→ **Provided text**:
Fearey earned a music degree at the University of Washington and worked at radio stations in Bellingham before coming to KING-TV in Seattle. He went on to win a Peabody Award for his work on the children’s show “Wunda Wunda.”
In 1970, then-Mayor Wes Uhlman appointed Fearey as director of the Seattle Center, a civic complex on the site of the 1962 world’s fair. His 12 years at the helm included the origins of Bumbershoot, the city’s principal arts festival, held over the Labor Day weekend, and the Northwest Folklife Festival, held over the Memorial Day weekend.
Spokane: Man leaps from downtown bridge
A man whose threats to jump from the busy Monroe Street Bridge in downtown Spokane prompted police to close the roadway for some 20 hours leaped from the span Friday afternoon, police said.
The man, who appeared to be in his 30s, had been talking with police, but jumped about 3:30 p.m. Paramedics rushed to the man after he landed on rocks near the Spokane River below the towering bridge. His condition was not immediately known.
Vancouver, Wash: Jury awards $4.5 million
A jury has ordered Kaiser Permanente to pay $4.5 million to the widow of an artist and photography instructor who died of a brain tumor that went undiagnosed for more than seven years.
Following 16 hours of deliberations over three days, the Clark County Superior Court jury decided late Tuesday that negligence by the health-care provider led to the death of Craig D. Pozzi, who taught photography at Clark College before his death on Nov. 12, 2004, at age 61.
“I’m in shock,” Angela Haseltine Pozzi, an artist who was married to Pozzi for 25 years, said Wednesday. “It’s not like you can celebrate.”
Jurors were told during the two-week trial that Pozzi sought treatment in 1994 for feelings of fear that lasted as long as a minute, beginning in his abdomen and rushing to his head. Doctors testified that if the tumor had been diagnosed at that time, he could have lived 15 to 25 years.
Lakewood: Man sought in beating death of son
A 3-month-old boy died after being beaten, investigators in the Pierce County medical examiner’s office have ruled, and his father was being sought by police in this suburb south of Tacoma.
The baby, who was identified Friday by the medical examiner as Trumane C. Sao, was pronounced dead late Wednesday night after being taken by ambulance to St. Clare Hospital. The next day, the death was declared a homicide by abuse after investigators found the child had a lacerated liver and broken ribs.

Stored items

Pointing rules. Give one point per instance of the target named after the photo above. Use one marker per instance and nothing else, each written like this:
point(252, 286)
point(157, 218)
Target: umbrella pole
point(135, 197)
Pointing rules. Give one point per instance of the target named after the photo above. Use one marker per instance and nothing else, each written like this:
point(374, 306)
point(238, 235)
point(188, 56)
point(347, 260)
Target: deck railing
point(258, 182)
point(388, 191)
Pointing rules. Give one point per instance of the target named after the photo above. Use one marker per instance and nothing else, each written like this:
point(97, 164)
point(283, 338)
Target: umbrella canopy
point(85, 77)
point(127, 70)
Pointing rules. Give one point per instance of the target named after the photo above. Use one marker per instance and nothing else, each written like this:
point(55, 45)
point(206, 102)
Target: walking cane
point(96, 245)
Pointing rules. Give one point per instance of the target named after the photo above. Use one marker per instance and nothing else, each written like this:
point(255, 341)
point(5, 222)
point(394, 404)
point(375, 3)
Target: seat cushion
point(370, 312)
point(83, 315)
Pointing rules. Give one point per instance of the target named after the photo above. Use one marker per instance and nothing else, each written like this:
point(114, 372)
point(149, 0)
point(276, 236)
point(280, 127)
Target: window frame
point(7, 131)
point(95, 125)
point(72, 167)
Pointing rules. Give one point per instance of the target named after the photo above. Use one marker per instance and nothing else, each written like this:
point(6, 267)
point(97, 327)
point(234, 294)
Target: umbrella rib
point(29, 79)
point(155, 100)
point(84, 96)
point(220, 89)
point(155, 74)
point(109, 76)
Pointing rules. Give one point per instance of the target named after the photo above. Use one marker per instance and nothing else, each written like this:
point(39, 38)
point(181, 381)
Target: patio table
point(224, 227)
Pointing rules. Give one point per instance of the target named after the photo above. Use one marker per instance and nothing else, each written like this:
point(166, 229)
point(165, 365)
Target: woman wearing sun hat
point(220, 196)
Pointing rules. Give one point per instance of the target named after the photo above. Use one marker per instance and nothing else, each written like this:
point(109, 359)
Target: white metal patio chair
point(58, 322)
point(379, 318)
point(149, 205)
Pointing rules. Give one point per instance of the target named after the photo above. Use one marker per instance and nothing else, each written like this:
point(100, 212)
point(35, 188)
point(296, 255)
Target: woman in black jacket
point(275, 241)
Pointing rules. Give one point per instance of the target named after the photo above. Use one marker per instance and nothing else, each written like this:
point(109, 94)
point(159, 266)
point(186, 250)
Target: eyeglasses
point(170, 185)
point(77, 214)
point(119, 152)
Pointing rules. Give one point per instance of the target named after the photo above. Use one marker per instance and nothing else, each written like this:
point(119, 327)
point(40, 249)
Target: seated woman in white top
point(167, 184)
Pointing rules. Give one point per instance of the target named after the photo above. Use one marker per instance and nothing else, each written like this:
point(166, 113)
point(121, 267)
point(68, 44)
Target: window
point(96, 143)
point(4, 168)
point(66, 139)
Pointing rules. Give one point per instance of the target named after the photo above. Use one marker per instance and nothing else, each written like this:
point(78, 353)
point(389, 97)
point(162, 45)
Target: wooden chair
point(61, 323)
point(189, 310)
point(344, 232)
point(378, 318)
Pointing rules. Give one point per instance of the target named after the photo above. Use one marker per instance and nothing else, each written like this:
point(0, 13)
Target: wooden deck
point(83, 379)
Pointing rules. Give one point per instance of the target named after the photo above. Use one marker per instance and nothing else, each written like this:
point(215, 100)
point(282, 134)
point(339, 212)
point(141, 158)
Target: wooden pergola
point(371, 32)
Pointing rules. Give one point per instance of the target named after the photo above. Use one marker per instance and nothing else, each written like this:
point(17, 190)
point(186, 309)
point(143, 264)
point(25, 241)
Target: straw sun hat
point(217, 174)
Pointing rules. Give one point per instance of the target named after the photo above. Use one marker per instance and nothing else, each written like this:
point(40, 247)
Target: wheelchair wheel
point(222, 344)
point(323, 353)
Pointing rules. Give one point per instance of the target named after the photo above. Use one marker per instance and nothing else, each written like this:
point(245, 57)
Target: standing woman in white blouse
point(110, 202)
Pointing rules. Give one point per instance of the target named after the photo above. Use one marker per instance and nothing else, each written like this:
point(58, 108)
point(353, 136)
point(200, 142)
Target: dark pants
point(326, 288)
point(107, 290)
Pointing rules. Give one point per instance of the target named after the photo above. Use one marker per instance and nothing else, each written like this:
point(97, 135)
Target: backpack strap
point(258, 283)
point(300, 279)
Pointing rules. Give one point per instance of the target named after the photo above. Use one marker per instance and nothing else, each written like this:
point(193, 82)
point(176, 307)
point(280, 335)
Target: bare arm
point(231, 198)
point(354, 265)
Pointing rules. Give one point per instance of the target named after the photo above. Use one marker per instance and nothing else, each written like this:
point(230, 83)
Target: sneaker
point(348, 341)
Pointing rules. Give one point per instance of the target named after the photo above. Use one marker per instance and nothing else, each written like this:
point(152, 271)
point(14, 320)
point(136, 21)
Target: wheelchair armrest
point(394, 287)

→ **Work task 1**: Rewrite the Washington news roundup between "Following 16 hours" and "to 25 years.", inclusive, putting "medical provider" in place of "health-care provider".
→ **Work task 2**: Write the next part of the Washington news roundup, picking up after its last sentence.

→ **Task response 1**:
Following 16 hours of deliberations over three days, the Clark County Superior Court jury decided late Tuesday that negligence by the medical provider led to the death of Craig D. Pozzi, who taught photography at Clark College before his death on Nov. 12, 2004, at age 61.
“I’m in shock,” Angela Haseltine Pozzi, an artist who was married to Pozzi for 25 years, said Wednesday. “It’s not like you can celebrate.”
Jurors were told during the two-week trial that Pozzi sought treatment in 1994 for feelings of fear that lasted as long as a minute, beginning in his abdomen and rushing to his head. Doctors testified that if the tumor had been diagnosed at that time, he could have lived 15 to 25 years.

→ **Task response 2**:
The child’s 18-year-old mother told police she had left the family’s apartment to smoke a cigarette late Wednesday after arguing sporadically with the 23-year-old father, then returned to find the baby struggling to breathe and noticed a bruise on his stomach.
The father admitted punching the baby twice in the stomach, she told officers.
Idaho: Vandals deface hill at state mansion
Maybe they could put a big fig leaf over it.
Vandals late Wednesday or early Thursday used herbicide to etch a giant 60-foot phallus in the grassy slopes beneath the Idaho governor’s mansion, a popular site where people ride ice blocks down the lawn as temperatures in Boise reach 100 degrees.
The portion of the hillside marred by the image belongs to the J.R. Simplot Co., the agricultural conglomerate that donated the hilltop mansion to the state in 2004. The mansion is currently unoccupied – Gov. C.L. “Butch” Otter lives on his Star, Idaho, ranch – and awaiting renovations.
Officials with the Simplot company, which maintains the hillside, planned to treat the damaged grass with a material that’s ordinarily used to repair blemishes on golf courses.
Oregon: State dumps idea of private toll road
A proposal for a bypass around a crowded state highway through Oregon’s wine country will have to be scaled back after a consultant said tolls wouldn’t raise enough money to build a private road, state officials said Friday.
The idea of a public-private joint venture also has been set aside for now.
The proposed 11-mile Newberg-Dundee bypass of part of Oregon 99W in Yamhill County has been in the works for years, but its cost is currently estimated about $500 million.
The department said Friday that price tag is “is beyond what any of the funding mechanisms, public or private, can support at this time.”